[Photo-based referring expression data]
______
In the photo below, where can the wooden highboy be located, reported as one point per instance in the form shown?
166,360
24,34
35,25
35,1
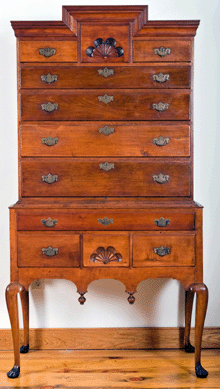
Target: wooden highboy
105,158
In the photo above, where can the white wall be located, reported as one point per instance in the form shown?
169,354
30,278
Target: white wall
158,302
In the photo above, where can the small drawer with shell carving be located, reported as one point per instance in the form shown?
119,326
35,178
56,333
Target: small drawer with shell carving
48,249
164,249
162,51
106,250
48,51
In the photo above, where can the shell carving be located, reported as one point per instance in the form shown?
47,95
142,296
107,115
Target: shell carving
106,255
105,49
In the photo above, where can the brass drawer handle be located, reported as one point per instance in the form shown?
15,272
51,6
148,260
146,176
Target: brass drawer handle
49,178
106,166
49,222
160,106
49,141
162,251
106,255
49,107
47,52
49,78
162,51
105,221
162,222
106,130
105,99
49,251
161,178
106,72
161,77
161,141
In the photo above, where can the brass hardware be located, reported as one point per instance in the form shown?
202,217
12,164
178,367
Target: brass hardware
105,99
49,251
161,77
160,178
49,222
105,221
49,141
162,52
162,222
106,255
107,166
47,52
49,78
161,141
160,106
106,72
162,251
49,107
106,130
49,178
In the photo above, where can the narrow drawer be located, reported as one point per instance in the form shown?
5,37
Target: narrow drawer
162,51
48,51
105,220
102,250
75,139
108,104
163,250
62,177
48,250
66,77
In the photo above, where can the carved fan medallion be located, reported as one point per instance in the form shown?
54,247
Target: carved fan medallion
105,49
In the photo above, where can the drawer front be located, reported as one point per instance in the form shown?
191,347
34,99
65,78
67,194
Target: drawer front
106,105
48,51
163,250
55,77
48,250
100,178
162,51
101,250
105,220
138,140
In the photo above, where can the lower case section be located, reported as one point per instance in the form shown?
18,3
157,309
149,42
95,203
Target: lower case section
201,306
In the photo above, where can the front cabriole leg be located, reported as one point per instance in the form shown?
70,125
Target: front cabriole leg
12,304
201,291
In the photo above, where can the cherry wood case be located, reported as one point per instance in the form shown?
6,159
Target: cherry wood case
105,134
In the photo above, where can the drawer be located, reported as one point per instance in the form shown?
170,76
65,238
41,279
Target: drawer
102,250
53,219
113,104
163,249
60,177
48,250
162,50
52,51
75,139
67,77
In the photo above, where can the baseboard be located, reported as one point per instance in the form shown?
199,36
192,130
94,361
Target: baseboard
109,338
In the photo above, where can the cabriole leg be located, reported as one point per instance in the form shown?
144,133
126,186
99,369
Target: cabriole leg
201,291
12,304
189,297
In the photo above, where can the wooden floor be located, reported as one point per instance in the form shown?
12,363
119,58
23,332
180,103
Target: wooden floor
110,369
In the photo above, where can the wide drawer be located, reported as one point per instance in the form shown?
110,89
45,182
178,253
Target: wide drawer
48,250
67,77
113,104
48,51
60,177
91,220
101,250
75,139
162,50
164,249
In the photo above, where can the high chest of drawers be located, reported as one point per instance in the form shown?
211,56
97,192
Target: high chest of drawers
______
■ **What you will do**
Spot the lines above that mention "chest" and copy them.

■ **Exercise answer**
In the photo above, where can the high chest of drawers be located, reported as one point per instance in the form shown?
Target: high chest of drawers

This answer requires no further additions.